Records for the exercise start

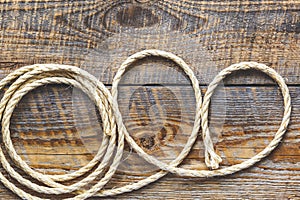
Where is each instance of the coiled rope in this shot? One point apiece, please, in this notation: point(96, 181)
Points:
point(109, 156)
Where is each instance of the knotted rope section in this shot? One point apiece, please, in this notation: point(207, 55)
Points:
point(109, 155)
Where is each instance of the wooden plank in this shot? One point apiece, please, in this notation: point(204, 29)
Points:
point(100, 35)
point(243, 120)
point(157, 101)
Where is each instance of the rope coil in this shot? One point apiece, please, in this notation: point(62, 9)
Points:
point(109, 156)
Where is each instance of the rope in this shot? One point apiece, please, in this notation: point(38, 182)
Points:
point(109, 155)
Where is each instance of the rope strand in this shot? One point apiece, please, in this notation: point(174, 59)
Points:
point(109, 155)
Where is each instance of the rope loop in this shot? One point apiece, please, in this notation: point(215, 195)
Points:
point(109, 155)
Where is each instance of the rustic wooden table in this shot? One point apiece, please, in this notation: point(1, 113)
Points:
point(56, 129)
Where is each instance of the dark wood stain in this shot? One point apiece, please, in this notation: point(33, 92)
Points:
point(57, 129)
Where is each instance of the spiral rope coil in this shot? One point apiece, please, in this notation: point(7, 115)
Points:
point(109, 155)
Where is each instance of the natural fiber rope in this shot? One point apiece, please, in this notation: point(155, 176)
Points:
point(108, 157)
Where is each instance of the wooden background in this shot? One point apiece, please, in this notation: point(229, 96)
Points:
point(56, 128)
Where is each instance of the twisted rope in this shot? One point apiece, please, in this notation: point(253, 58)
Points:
point(109, 155)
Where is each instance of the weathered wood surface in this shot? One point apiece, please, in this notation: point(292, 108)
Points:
point(56, 128)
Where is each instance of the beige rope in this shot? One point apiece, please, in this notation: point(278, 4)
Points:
point(28, 78)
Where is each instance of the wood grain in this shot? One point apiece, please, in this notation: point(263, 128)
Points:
point(56, 129)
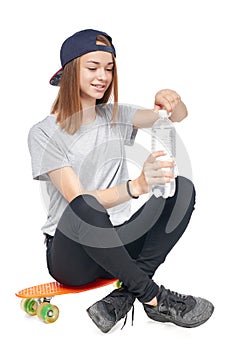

Records for the exercise end

# [Task brief]
Rewrite the items from the line containing "Where is each instance of the twisted" up to and including the last line of the items, with "apiece" replaced by "each" and nothing else changed. Leave the pictures out of your answer.

# [Written answer]
Where is each instance of the twisted rope in this shot? One point each, please, in this notation: point(253, 58)
Points:
point(109, 155)
Where is each instance of the weathered wood surface in this shot? One point each, please, in this notation: point(292, 108)
Points:
point(56, 128)
Where is each instance of the beige rope in this shot? One point each, please, in this notation: point(278, 4)
Points:
point(28, 78)
Where is each instance of the wood grain in this shot? One point each, please, in this notation: point(263, 128)
Points:
point(56, 129)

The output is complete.